_What needs to be done_: Output the data word for word, dropping every image.

━━━━━━━━━━━━━━━━━━━━━━━━━━━━━━

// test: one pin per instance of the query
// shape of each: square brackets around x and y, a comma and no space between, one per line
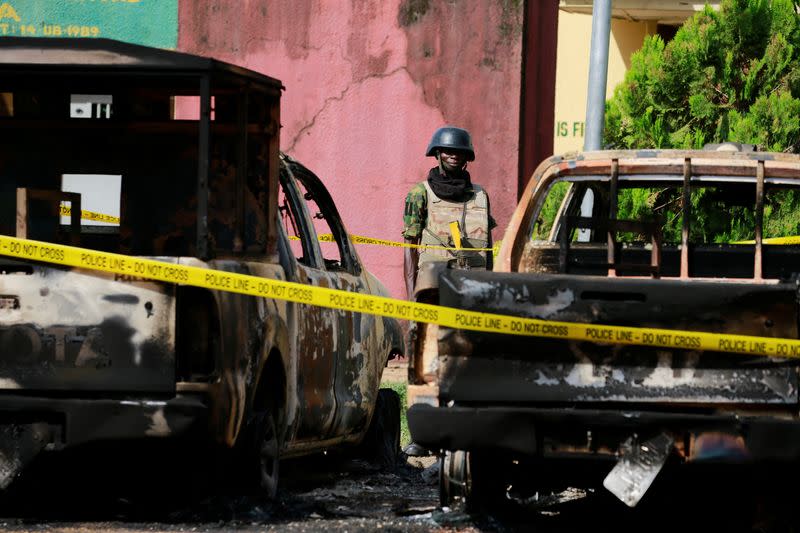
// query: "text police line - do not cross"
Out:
[135,267]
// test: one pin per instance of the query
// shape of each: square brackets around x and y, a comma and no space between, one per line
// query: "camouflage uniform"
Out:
[427,219]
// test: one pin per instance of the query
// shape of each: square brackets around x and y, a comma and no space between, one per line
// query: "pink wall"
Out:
[367,83]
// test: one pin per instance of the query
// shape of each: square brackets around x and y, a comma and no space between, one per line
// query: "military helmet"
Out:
[451,137]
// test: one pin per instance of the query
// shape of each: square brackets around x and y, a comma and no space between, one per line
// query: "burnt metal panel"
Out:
[485,367]
[73,331]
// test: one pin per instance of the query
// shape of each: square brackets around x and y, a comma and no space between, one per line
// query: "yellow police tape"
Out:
[135,267]
[324,237]
[357,239]
[89,215]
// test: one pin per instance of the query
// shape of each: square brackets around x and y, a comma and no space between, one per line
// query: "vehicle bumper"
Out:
[540,431]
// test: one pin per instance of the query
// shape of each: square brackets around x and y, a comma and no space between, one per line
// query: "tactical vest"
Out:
[473,219]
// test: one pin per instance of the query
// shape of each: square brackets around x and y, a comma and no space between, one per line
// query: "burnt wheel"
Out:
[455,480]
[381,443]
[268,455]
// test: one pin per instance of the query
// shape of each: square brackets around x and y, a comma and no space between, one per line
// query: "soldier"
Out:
[447,195]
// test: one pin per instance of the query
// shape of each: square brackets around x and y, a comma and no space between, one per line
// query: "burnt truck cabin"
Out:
[186,145]
[177,157]
[677,240]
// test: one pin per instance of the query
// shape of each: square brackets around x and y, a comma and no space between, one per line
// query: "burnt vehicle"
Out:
[179,154]
[678,240]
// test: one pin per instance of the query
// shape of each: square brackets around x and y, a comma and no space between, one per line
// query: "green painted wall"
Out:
[147,22]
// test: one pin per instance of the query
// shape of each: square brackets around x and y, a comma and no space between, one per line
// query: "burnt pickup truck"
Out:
[151,153]
[682,240]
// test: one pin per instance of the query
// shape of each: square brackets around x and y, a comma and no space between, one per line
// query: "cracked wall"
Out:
[367,83]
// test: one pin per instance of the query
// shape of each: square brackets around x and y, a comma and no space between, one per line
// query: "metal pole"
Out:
[598,74]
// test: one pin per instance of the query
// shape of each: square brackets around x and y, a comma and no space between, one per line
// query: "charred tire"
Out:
[261,466]
[381,444]
[269,447]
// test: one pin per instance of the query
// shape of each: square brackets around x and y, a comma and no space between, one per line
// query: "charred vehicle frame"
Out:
[504,401]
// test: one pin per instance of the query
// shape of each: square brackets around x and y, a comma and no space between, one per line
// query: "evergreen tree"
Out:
[728,75]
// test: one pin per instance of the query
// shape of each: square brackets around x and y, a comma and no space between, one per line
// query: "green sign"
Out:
[147,22]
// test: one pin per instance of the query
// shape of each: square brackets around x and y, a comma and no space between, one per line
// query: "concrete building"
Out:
[632,21]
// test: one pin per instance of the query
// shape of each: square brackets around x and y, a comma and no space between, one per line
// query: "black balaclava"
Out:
[450,185]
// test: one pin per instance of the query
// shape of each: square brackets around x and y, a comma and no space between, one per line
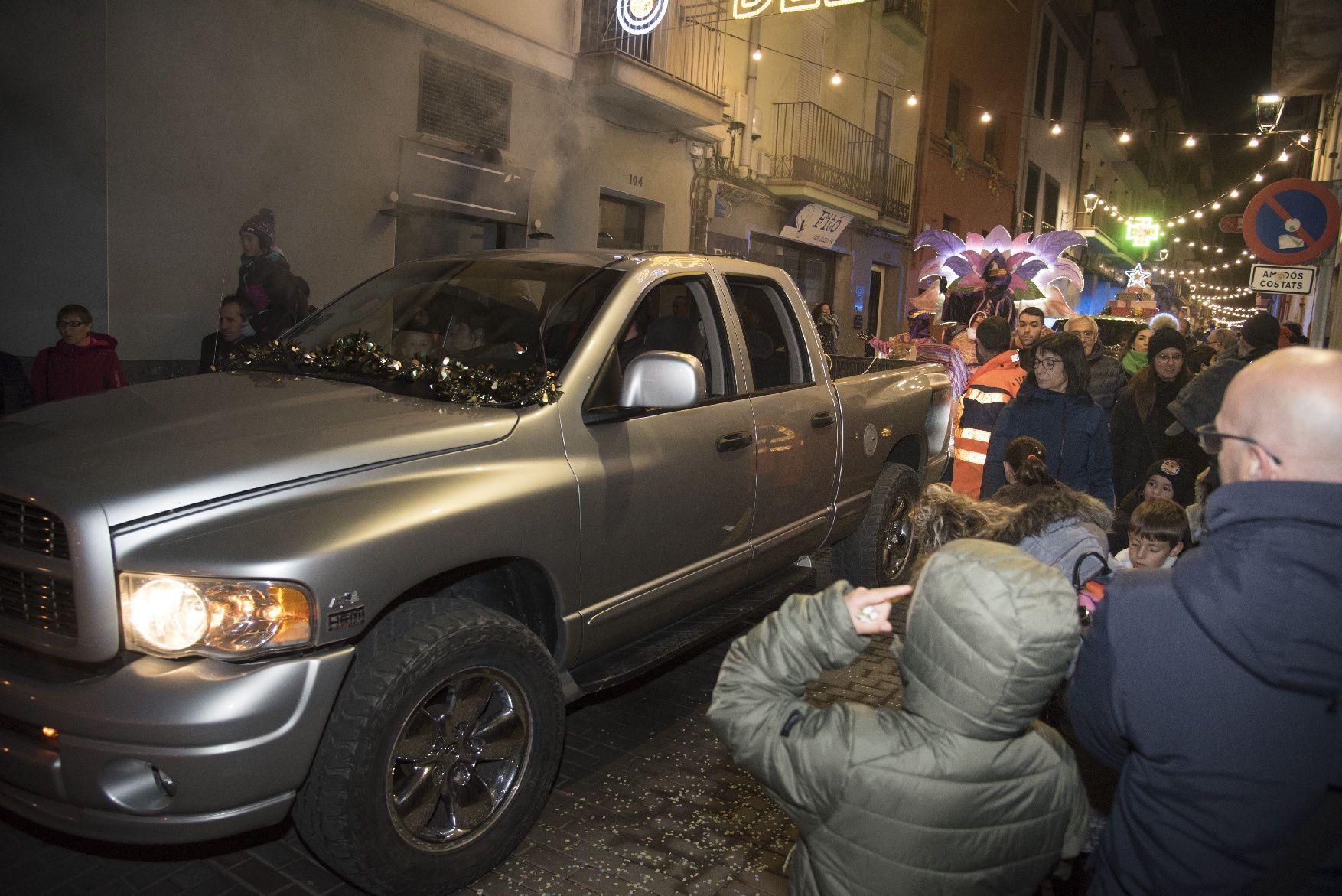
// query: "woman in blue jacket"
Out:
[1055,408]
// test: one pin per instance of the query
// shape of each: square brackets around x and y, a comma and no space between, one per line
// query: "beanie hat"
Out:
[1180,472]
[1260,331]
[1165,338]
[263,226]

━━━━━━━━━━━━━━━━━━━━━━━━━━━━━━

_Result of this exercise_:
// test: one pin per instance of the query
// shape of each: square brackets around x and y, a comma and no space between, one per line
// query: "text police line - do not cross"
Out:
[135,267]
// test: one pin per instance of the query
// shape of each: square brackets around x and y, a comma and no space between, one per line
// query: "camouflage uniform"
Out:
[427,219]
// test: one pin per instance of the query
// shape of each: square brackets around x and y, a comma and no space between, one per line
// query: "pink wall"
Out:
[367,83]
// test: one pin per instance of the query
// shape of each: square brackets around x and y, a comma and no space between, one per line
// query: "military helmet"
Out:
[451,137]
// test: one pin per instance of the query
// shape of each: square brackets around x and y, a comma and no space between, one per line
// query: "burnt metal panel"
Out:
[485,367]
[73,331]
// test: one pin per instance of the query
// shape of each: square brackets around x and y, a comma and no space between, one per line
// query: "yellow police tape"
Out:
[135,267]
[324,237]
[357,239]
[89,215]
// test: one pin per instance of the query
// shape of each: square brackets around x and y, a comma and no space between, one per line
// query: "vehicle bumper"
Out:
[540,431]
// test: one pin per instance of the query
// shape of each: square brackets around x and y, a comma and no space between, one per line
// query: "tactical vest"
Out:
[473,219]
// test: one pin per instance of the query
// shape of each: square brackets around x and y, a comma and no space between, one per line
// query: "burnt wheel"
Out:
[455,480]
[381,443]
[268,455]
// test: one pin per instance of the query
// shape of each: square brackets around x and y, a comma and no space between, one per line
// query: "soldier"
Out:
[447,195]
// test: one pin per instance of the query
// shape of each: square brackets around x and y, a comma and no space between, one per line
// query: "burnt truck cabin"
Out:
[186,145]
[177,157]
[677,240]
// test: one pin per instance of the query
// shape of each: square brackets around x and y, a comma and no space between, one per line
// query: "burnt vehicle"
Out:
[179,154]
[678,240]
// test: one pin per instance of the query
// shape of each: square brackets around x and y, a comma and no space between, one per line
// query: "green painted wall"
Out:
[147,22]
// test: one pin per instance of the query
// shape of each: square brackets around x and y, a comma and no space between, one per line
// query: "burnt pickup truck"
Out:
[151,153]
[682,240]
// test: one pin per instance of the query
// shape of each: square brackets around x and y, a comma and no space between, one per line
// query: "cracked wall"
Out:
[367,83]
// test: one pin per instance of the query
// shape of each: square brackets around x and y, a comma and no space between, one per line
// query: "metal pole"
Out:
[598,74]
// test: one pin per instance of the query
// shape of each: square brackets around x and y, a comma and no space between, one per line
// query: "charred tire"
Out:
[261,466]
[381,444]
[269,447]
// test: one pin per instance of the query
// shape of each: square brackets around x and y, a comma and no space between, one per line
// query: "charred vehicle frame"
Out:
[504,401]
// test: one pin per instance of the query
// shape of each: square brackets around x and y, a comma and no space between, one per line
// query: "evergreen tree"
Out:
[728,75]
// test: one pin per instance of the query
// shape of each: square brackets around x and y, a comma and no space between, one per line
// query: "green sign"
Out:
[147,22]
// test: one pin per instance of the query
// shape of each: square brackets around x and y, a comma and no space between, one per line
// query: "concrete building"
Out:
[632,21]
// test: one pin per instance of the query
// shape of each: square brackets around x and y, a comma and no space between, one per line
// query: "black balaclava"
Out:
[450,185]
// test: one pin per instance of the query
// shape of each: square brackets around x and y, a comma and no space between, one per line
// query: "woman in blue jacket"
Out:
[1055,408]
// test: one pin per instance of the query
// shape of each: square brackets around x and y, a comma and no space between, one per line
// query: "beanie hat"
Out:
[1180,472]
[1260,331]
[1165,338]
[263,226]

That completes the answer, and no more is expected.